STATED EXERCISE
Return each of the following entries verbatim, with no changes.

SUPPLIED DATA
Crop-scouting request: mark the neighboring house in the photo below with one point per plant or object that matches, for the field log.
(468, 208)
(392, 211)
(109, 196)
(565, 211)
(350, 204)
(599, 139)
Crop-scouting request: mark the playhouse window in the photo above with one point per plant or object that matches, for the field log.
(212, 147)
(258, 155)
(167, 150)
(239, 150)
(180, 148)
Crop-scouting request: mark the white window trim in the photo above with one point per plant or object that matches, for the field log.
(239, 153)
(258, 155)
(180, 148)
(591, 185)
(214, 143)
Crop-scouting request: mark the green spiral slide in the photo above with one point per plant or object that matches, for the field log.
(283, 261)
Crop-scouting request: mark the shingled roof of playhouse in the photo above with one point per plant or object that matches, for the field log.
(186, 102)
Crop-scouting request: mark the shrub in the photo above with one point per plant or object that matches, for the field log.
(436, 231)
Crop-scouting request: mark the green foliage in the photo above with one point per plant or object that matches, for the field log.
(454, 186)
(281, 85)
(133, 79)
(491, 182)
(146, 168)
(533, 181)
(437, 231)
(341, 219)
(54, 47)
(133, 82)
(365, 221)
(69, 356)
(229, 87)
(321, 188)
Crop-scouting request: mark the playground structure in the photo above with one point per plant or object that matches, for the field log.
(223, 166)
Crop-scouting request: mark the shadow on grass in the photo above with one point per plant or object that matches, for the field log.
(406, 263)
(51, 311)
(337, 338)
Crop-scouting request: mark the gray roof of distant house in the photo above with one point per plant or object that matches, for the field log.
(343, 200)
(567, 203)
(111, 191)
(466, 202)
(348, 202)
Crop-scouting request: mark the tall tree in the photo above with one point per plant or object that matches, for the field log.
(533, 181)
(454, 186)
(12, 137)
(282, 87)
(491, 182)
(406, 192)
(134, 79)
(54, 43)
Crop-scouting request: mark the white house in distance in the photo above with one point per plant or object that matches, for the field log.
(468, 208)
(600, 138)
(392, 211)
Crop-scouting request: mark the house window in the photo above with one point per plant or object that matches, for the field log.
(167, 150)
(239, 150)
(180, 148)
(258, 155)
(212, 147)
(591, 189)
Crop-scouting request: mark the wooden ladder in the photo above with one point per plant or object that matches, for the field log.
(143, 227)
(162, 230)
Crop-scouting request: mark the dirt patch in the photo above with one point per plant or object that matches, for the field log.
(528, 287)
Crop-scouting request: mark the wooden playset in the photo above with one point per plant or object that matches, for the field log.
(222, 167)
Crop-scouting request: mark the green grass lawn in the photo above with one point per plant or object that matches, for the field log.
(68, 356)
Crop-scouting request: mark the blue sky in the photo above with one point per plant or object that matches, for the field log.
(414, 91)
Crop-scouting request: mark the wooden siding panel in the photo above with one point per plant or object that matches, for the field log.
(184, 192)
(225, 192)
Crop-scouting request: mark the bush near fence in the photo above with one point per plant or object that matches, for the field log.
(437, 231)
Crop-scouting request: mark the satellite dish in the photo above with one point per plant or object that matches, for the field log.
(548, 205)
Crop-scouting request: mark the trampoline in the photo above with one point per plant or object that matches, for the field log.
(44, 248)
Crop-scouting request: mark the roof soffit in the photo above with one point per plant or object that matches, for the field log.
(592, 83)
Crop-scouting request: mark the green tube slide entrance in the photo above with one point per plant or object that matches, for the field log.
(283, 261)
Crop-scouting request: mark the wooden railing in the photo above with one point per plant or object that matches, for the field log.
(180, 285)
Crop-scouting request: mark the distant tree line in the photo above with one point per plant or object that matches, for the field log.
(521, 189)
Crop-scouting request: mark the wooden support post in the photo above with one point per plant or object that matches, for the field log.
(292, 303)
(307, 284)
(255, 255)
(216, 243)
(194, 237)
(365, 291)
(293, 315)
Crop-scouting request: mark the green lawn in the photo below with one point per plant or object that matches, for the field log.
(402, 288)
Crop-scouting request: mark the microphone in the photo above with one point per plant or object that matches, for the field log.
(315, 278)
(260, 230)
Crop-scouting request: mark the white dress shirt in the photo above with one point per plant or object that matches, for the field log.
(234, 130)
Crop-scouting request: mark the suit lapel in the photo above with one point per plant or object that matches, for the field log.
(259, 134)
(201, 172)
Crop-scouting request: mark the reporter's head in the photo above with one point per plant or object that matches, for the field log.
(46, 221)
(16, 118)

WRITTEN RESPONSE
Crop-scouting request: mark the neighboring house in the photo below with one point per plant or object that matches, for the field log.
(468, 208)
(392, 211)
(109, 196)
(565, 211)
(350, 204)
(599, 139)
Crop-scouting request: mark the playhouse window in the photo above with one point per plant or object that matches, for the field log.
(212, 147)
(258, 155)
(167, 150)
(239, 150)
(180, 148)
Crop-scouting request: mark the white window trim in the photo above with one point per plant or object that matches, for the field log.
(239, 153)
(258, 155)
(180, 148)
(591, 185)
(214, 143)
Crop-scouting request: mark the green spiral slide in the photo above with one point per plant or object that matches, for the field log.
(283, 261)
Crop-scouting request: mark the shingled roof of playhouse in the photo above with one point per plant or object that matches, for the field log.
(186, 102)
Crop-scouting request: mark the shrub in the photo above with one point per plant or object that matches, for the field log.
(436, 231)
Crop-scouting request: mark the green foliage in the photo above with one point per plant or object that matches, for the field log.
(454, 186)
(281, 85)
(133, 79)
(491, 182)
(146, 168)
(533, 181)
(437, 231)
(341, 219)
(54, 47)
(133, 82)
(365, 221)
(69, 356)
(229, 87)
(321, 188)
Crop-scouting request: mark the playground structure in the photo above with one point per plant or object that matches, for the field log.
(223, 166)
Crop-scouting request: mark the shadow on grass in the photo above with one point per plant or object that matches, for the field log.
(406, 263)
(51, 311)
(337, 338)
Crop-scouting request: mark the gray roof of distant house in the photo above with one point per plant or object that matches, for the field log.
(343, 200)
(567, 203)
(111, 191)
(466, 202)
(348, 202)
Crop-scouting request: mark the tall tree in the photo above with one point per plant or object that matches, for the field log.
(533, 181)
(454, 186)
(12, 137)
(282, 87)
(491, 182)
(406, 192)
(134, 79)
(54, 43)
Crop-scouting request: mark the white house in distance in the photo above with one point per plant or object that matches, for the field log.
(468, 208)
(600, 138)
(392, 211)
Crop-scouting request: mark the house window in the photo above with one point per plant or object that matches, for the field log.
(167, 150)
(239, 150)
(180, 148)
(258, 155)
(212, 147)
(591, 189)
Crop-scouting request: mark the wooden ladder in the photo above with one point per plant or object that matches, for the field log.
(143, 227)
(162, 230)
Crop-scouting request: mark the dirt patch in the photo above with one point per plant or object that matches, for the field log.
(528, 287)
Crop-scouting request: mark the wooden playset in the photo above with one point per plant or object that matches, for the field log.
(222, 167)
Crop-scouting request: mark the green grass lawn in the photo above with one point per plant or object that matches, for the field log.
(68, 356)
Crop-scouting request: mark the blue sky in the photo above with one point per plant or object that matches, for the field log.
(414, 91)
Crop-scouting request: mark the wooden siding panel in the photo above with one point per plant or object that matches, for the field log.
(184, 192)
(225, 192)
Crop-scouting request: mark the bush near fence in the photo above with one point per plant or object that matches, for the field log.
(437, 231)
Crop-scouting request: mark the satellite dish in the photo above with one point per plant or object that matches, for the field log.
(548, 205)
Crop-scouting request: mark the trampoline in the photo above with one point per plant or object that matches, for the field log.
(44, 248)
Crop-scouting request: mark the roof soffit in the photo above with one point per plant or object that matches, for the field log.
(592, 83)
Crop-scouting request: mark the green tube slide entrance in the photo above with one point per plant or object that matches, for the field log.
(283, 261)
Crop-scouting request: mark the wooden railing in the photo above with one point per plant or object that matches, for the field log.
(180, 285)
Crop-scouting request: mark the distant tree line in the photo above with one point per plant or object that matches, for the field log.
(521, 189)
Crop-scouting request: mark the wooden support post in the photo above with one point per plant or object that matches, for the field log.
(292, 303)
(307, 284)
(255, 255)
(216, 243)
(194, 237)
(365, 291)
(293, 315)
Crop-scouting request: mark the green lawn in the photo below with one point per plant or object that matches, for the field log.
(402, 288)
Crop-scouting request: mark the microphone in the photo above with one point per plant or object that matches, for the field log.
(315, 278)
(260, 230)
Crop-scouting request: mark the white dress shirt in the photo above with one point per plant or object that matches, for the field log.
(234, 130)
Crop-scouting request: mark the suit lapel in the photo above with one point per plant or object that matches, for the field log.
(259, 134)
(201, 172)
Crop-scouting request: mark the reporter's head in the photo above with one point per plant or object that matches, for the field log.
(46, 221)
(16, 118)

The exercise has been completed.